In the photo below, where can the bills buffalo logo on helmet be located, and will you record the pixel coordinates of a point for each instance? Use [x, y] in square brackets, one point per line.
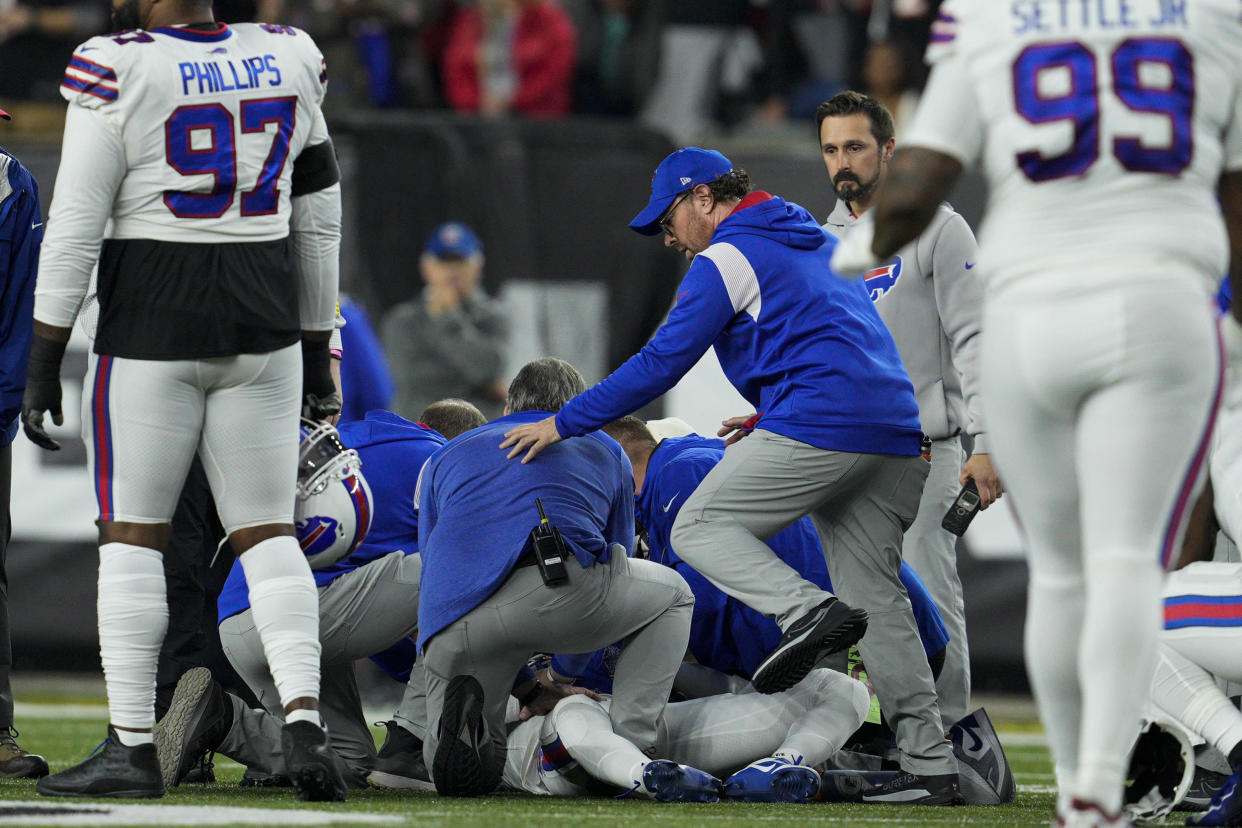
[881, 279]
[317, 533]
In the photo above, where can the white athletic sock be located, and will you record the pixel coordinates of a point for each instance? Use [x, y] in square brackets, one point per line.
[302, 714]
[133, 617]
[1115, 661]
[585, 730]
[1189, 694]
[1053, 623]
[285, 605]
[836, 708]
[132, 739]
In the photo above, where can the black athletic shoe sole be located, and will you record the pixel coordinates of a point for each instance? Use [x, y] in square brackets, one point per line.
[311, 764]
[793, 659]
[458, 766]
[174, 731]
[114, 771]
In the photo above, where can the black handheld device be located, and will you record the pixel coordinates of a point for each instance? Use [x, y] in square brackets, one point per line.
[549, 550]
[963, 509]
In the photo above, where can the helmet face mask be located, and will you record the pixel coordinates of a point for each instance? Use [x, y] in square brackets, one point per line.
[322, 458]
[332, 513]
[1161, 770]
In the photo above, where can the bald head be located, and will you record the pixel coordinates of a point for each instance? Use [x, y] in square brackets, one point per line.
[452, 417]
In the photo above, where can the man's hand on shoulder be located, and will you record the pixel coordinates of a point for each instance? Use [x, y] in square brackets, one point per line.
[989, 484]
[734, 428]
[530, 438]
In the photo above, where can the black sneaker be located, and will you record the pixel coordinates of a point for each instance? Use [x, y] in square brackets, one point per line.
[912, 788]
[112, 771]
[399, 764]
[312, 764]
[201, 772]
[257, 778]
[15, 762]
[1205, 786]
[198, 720]
[463, 764]
[830, 627]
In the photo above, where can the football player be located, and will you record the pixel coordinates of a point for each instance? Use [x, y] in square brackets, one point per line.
[727, 634]
[574, 749]
[189, 149]
[1107, 132]
[360, 535]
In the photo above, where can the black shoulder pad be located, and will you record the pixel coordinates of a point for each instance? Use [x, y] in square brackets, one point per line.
[316, 169]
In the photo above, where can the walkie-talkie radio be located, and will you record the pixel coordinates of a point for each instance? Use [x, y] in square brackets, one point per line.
[549, 550]
[963, 509]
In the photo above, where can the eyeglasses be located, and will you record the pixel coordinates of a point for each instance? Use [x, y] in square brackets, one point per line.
[668, 216]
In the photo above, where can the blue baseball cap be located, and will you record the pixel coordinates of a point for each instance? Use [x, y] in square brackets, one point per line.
[682, 170]
[452, 240]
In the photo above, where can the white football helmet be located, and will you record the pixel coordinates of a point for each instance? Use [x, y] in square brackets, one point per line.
[1161, 769]
[333, 509]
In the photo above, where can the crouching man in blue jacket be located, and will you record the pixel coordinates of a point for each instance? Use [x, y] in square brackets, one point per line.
[486, 608]
[835, 435]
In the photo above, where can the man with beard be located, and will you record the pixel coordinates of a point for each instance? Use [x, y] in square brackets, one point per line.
[930, 297]
[199, 154]
[836, 435]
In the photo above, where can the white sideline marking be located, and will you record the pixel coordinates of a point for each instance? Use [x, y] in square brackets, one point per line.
[34, 710]
[67, 812]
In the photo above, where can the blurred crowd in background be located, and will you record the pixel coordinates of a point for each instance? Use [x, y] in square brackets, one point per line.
[686, 67]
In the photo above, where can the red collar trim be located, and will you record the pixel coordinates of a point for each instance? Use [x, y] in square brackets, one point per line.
[756, 196]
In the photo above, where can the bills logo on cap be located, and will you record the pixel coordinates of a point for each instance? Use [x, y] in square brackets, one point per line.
[881, 279]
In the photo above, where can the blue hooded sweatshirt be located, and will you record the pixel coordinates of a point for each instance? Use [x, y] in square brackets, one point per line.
[806, 348]
[393, 451]
[477, 508]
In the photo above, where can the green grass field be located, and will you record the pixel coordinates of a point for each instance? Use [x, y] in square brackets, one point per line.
[66, 733]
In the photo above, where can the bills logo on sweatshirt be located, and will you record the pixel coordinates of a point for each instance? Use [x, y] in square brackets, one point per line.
[881, 279]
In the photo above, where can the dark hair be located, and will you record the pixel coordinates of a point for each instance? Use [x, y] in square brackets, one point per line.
[733, 185]
[544, 384]
[631, 432]
[452, 416]
[850, 103]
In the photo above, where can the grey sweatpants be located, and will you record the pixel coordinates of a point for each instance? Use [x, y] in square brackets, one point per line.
[861, 505]
[643, 605]
[933, 554]
[360, 613]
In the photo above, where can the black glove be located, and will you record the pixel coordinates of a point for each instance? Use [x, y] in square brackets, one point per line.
[319, 397]
[42, 391]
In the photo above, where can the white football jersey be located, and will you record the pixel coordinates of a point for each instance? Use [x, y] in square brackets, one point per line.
[1103, 127]
[210, 122]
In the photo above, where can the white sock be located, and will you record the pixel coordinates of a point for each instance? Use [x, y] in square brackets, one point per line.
[285, 605]
[1115, 662]
[585, 730]
[132, 739]
[836, 708]
[1189, 694]
[133, 617]
[1053, 625]
[302, 714]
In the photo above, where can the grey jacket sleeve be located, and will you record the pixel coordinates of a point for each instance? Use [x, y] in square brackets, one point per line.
[959, 297]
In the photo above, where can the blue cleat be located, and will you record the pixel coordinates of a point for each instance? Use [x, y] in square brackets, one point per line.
[773, 780]
[1226, 805]
[671, 782]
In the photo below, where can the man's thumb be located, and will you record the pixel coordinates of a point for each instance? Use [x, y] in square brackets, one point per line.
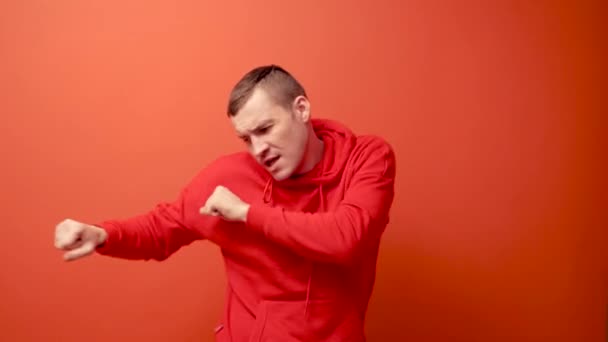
[86, 249]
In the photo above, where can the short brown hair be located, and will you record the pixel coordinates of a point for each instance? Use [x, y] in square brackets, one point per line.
[279, 84]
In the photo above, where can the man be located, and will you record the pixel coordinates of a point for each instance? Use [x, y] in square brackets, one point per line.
[298, 218]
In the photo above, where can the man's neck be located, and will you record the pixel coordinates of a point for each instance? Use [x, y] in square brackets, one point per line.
[313, 154]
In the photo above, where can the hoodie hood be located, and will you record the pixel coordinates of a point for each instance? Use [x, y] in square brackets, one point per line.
[338, 143]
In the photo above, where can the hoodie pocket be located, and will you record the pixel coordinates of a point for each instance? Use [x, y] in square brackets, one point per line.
[319, 321]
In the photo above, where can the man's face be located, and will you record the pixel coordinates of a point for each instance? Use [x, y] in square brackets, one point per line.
[277, 137]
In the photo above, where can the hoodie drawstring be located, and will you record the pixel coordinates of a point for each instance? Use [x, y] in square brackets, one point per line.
[322, 205]
[267, 197]
[268, 191]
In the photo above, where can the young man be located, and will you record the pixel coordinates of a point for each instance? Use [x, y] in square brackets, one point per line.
[298, 219]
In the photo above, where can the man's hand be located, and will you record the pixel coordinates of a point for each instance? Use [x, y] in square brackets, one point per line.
[78, 238]
[225, 204]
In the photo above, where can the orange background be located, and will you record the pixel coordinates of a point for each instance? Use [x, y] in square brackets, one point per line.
[493, 108]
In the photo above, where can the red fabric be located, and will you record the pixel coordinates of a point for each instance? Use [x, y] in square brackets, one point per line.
[303, 266]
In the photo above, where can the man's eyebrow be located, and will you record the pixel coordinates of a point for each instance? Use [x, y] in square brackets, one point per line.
[256, 128]
[261, 125]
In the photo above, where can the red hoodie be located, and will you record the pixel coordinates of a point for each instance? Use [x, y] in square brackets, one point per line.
[303, 266]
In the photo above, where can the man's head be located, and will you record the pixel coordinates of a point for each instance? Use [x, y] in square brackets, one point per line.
[271, 113]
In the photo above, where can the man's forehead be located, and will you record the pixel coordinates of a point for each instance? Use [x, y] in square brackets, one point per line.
[245, 122]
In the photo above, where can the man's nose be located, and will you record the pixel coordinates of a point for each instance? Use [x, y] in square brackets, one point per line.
[259, 147]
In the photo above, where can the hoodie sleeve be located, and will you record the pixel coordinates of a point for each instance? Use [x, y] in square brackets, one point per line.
[340, 235]
[163, 230]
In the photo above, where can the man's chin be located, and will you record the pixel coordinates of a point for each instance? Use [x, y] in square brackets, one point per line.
[280, 175]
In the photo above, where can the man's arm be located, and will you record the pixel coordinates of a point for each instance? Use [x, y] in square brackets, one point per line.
[339, 235]
[155, 235]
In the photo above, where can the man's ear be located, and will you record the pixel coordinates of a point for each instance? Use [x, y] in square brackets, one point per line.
[301, 108]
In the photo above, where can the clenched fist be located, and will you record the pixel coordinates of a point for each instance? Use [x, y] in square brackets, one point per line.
[78, 239]
[225, 204]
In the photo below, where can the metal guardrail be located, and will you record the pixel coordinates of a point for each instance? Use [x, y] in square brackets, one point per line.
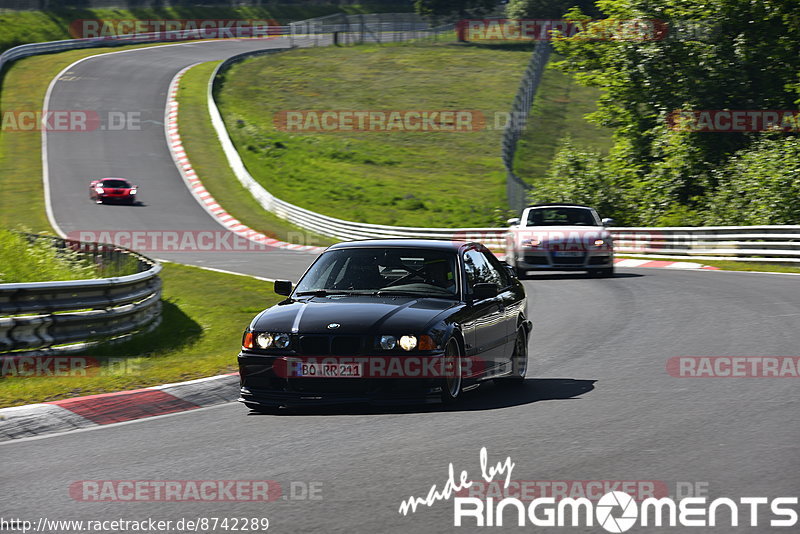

====

### DESCRIPTION OF THE TASK
How many lines of the data above contain the string "shoulder"? Matching is case-sensitive; reply with the number alone.

### EXERCISE OUTPUT
2